*Excerpt provided*.
====

And then my body was so confused by the input of running as the activity that it seemed to short-circuit a little bit of the other stuff.

 

Dan:

That's good.

 

Maureen:

So when in doubt, throw yourself a curve ball maybe is the tip. Like on square dance, I'm going to dance right now. And your body is like, "What?" Then you kind of were like, "Okay, I'm so confused by what's happening." I'm a terrible runner, always have been.

 

Dan:

I'm also not a good runner.

 

Maureen:

And boy, oh, boy. I mean I do lots of other stuff and I walk miles and miles each day but running has always been like, yikes. But maybe by the end of this, I'll be some sort of like ...

 

Dan:

I mean so my wife, Janice, also the moderator of the Says Whovia boards on Facebook, the group on Facebook. She has transformed herself into a runner over the last year, I would say, almost a year to the day. She started not even being able to go five minutes running, and now, she is training for a half marathon now and just this weekend because it's finally getting nice occasionally again in the Chicago area. She ran 8.1 miles.

 

Maureen:

Wow.

 

Dan:

So it's possible but it's also possible with any, just little tiny steps toward larger goals but just really kind of taking the fast and the furious philosophy, Maureen, of a quarter mile at a time.

 

Maureen:

Quarter mile at a time. You don't ever do quarter mile of a time. I'm so bad ... I was doing the thing where you run 30, fast walk 30, run ... I was working up like that because I can't do straight through.

 

Dan:

I didn't mean the quarter mile literally. I meant it as a metaphor.

 

Maureen:

I was watching that little thing go. I was like run, run, run, run, run (singing). And also it has that screen that where you're doing an imaginary run.

 

Dan:

Oh, I like those, like through a national park or whatever. Yeah, I like those.

 

Maureen:

I would have thought it is impossible for me. I think it's impossible for me to be a runner. That's where I am right now. I think it's impossible. So maybe what we'll find out is by ... Let's see if I do this again, because I didn't die from it. So who knows? I mean I think to do a mile, it was an embarrassing amount of time, 75 minutes.

 

Dan:

You did a mile though.

 

Maureen:

Yeah, but I mean it took 14 minutes.

 

Dan:

It's okay.

====

*Information supplied*.
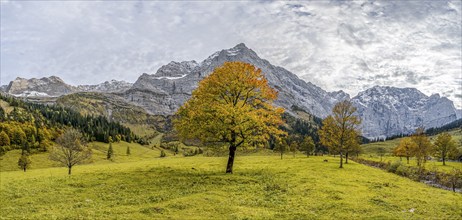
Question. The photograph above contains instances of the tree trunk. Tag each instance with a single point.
(232, 153)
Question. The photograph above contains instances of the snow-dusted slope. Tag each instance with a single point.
(166, 90)
(106, 87)
(54, 86)
(387, 111)
(46, 86)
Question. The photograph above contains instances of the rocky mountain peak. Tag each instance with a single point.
(176, 69)
(387, 111)
(46, 86)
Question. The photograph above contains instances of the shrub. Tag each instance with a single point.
(393, 166)
(402, 170)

====

*Questions on the material*.
A – From the transcript of Dan and Maureen's conversation, list each thing Dan says about Janice.
B – In the transcript, where does Dan say the weather is finally getting nice occasionally again?

*Per-task outputs*.
A –
- She is his wife.
- She moderates the Says Whovia boards, the group on Facebook.
- She has transformed herself into a runner over the last year, almost a year to the day.
- When she started, she couldn't run for even five minutes.
- She is now training for a half marathon.
- This weekend she ran 8.1 miles.

B – In the Chicago area.